Records provided
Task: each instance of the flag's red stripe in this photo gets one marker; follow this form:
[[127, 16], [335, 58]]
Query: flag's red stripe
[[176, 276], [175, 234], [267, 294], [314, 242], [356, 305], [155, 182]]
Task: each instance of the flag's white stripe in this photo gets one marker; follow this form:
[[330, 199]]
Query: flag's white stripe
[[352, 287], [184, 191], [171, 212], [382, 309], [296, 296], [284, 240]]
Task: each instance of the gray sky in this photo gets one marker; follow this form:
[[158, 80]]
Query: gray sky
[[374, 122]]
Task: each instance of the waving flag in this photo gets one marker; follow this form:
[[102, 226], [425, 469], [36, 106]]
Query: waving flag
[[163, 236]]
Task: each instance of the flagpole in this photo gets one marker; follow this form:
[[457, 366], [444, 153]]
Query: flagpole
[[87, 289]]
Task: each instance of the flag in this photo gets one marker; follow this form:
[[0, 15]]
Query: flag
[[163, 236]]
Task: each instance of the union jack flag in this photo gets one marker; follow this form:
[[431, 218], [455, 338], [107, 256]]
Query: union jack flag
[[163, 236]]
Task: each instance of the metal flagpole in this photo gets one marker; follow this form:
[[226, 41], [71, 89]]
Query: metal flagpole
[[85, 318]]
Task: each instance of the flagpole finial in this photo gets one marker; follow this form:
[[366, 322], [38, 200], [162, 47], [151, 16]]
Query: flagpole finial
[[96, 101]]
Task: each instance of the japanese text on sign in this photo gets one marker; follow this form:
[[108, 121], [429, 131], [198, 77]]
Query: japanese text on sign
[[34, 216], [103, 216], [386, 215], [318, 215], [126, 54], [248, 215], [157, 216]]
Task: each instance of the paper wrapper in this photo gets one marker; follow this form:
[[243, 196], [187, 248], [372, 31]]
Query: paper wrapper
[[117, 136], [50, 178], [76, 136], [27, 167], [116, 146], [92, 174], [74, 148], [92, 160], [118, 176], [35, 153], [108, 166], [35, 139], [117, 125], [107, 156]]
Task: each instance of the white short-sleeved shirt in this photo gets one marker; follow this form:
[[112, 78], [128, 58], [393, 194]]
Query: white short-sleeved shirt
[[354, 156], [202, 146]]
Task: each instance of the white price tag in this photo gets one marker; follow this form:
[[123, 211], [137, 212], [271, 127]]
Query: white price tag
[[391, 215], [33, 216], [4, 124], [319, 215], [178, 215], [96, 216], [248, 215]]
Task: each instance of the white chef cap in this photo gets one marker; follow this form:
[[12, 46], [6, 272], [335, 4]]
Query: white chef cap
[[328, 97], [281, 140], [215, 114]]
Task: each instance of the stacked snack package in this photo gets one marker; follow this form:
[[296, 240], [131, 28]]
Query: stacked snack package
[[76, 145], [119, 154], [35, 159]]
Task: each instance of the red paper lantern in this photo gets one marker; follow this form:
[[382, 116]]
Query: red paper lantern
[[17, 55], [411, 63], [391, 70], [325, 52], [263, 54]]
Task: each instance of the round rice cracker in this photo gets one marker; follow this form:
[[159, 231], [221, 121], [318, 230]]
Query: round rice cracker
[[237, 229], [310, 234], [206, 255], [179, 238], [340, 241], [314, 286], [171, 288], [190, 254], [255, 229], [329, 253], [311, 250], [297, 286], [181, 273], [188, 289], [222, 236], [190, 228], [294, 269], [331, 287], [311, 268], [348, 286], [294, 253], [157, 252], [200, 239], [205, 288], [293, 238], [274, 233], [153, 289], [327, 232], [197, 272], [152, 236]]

Given task
Write out every line of the material above without changing a single character.

Final result
Task: each instance of the flag's red stripe in this photo gets one marker; follow this form:
[[127, 16], [335, 58]]
Query: flag's red stripe
[[176, 276], [175, 234], [267, 294], [314, 242], [356, 305], [155, 182]]
Task: each instance of the flag's white stripe in this photo gets one marker; follow this form:
[[330, 199]]
Query: flag's white stripe
[[352, 287], [184, 191], [171, 212], [382, 309], [296, 296], [284, 240]]
Task: each instance of the gray sky in this photo gets one marker; follow this form:
[[158, 80]]
Query: gray sky
[[374, 122]]
Task: each instance of the waving flag in this photo gets one marker; follow this form:
[[102, 226], [425, 469], [36, 106]]
Query: waving flag
[[163, 236]]
Task: each instance of the flagpole in this photo gets one marker; follow this form:
[[457, 366], [444, 153]]
Query: flagpole
[[87, 289]]
Task: each instance of the flag in this photo gets one marker; follow this form:
[[0, 15]]
Query: flag
[[163, 236]]
Task: each instance of the union jack flag in this photo gets one marker; follow this form:
[[431, 218], [455, 338], [107, 256]]
Query: union jack flag
[[163, 236]]
Task: each instance of the metal flagpole in this photo gets one marker; follow this form:
[[226, 41], [71, 89]]
Query: metal flagpole
[[85, 318]]
Task: each instance of the flagpole finial in this photo gets one marker; follow this form:
[[366, 322], [38, 200], [162, 47], [151, 16]]
Query: flagpole finial
[[96, 101]]
Task: each instance of the japanese text on sign in this photo gets one marker; follow this form:
[[108, 121], [429, 131], [198, 77]]
Query: japanese text on sign
[[34, 216], [103, 216], [386, 215], [318, 215], [126, 54], [248, 215], [157, 216]]
Task: each instance of the paper wrapper in this photo gets one marker; follow this form:
[[243, 196], [187, 248], [372, 31]]
Query: paper wrapper
[[117, 136], [50, 178], [76, 136], [27, 167], [116, 146], [92, 174], [74, 148], [92, 160], [118, 176], [35, 153], [108, 166], [35, 139], [117, 125], [107, 156]]
Task: each instance of the white short-sleeved shirt in this photo gets one marker; follow this form:
[[112, 78], [128, 58], [393, 194]]
Query: white short-sleeved shirt
[[354, 156], [202, 146]]
Task: each instance of the white price tag in this photo gets one marker; follow this form:
[[123, 211], [137, 212], [271, 127]]
Query: white price tag
[[391, 215], [33, 216], [4, 124], [319, 215], [178, 215], [96, 216], [248, 215]]
Task: each instance of the white chef cap in this photo gets one marker; follow this form:
[[12, 46], [6, 272], [335, 4]]
Query: white chef cap
[[328, 97], [281, 140], [215, 114]]
Task: each instance of the stacked snack package in this photo gets one marker; follow this form:
[[296, 240], [131, 28]]
Query: stacked snack package
[[76, 145], [119, 154], [35, 159]]
Task: each instance of the red paper lantern in this photo gets one marker; follow this form:
[[382, 116]]
Query: red paper lantern
[[17, 55], [411, 63], [391, 70], [325, 52], [263, 54]]
Task: each instance of the round rice cracker in this photo gets one marker; follow this form:
[[159, 231], [221, 121], [318, 230]]
Query: round rice cracker
[[237, 229], [310, 234], [206, 255], [179, 238], [340, 241], [314, 286], [171, 288], [190, 254], [255, 229], [329, 253], [311, 250], [297, 286], [181, 273], [188, 289], [222, 236], [190, 228], [294, 269], [331, 287], [311, 268], [348, 286], [294, 253], [157, 252], [200, 239], [205, 288], [293, 238], [274, 233], [153, 289], [327, 232], [197, 272], [152, 236]]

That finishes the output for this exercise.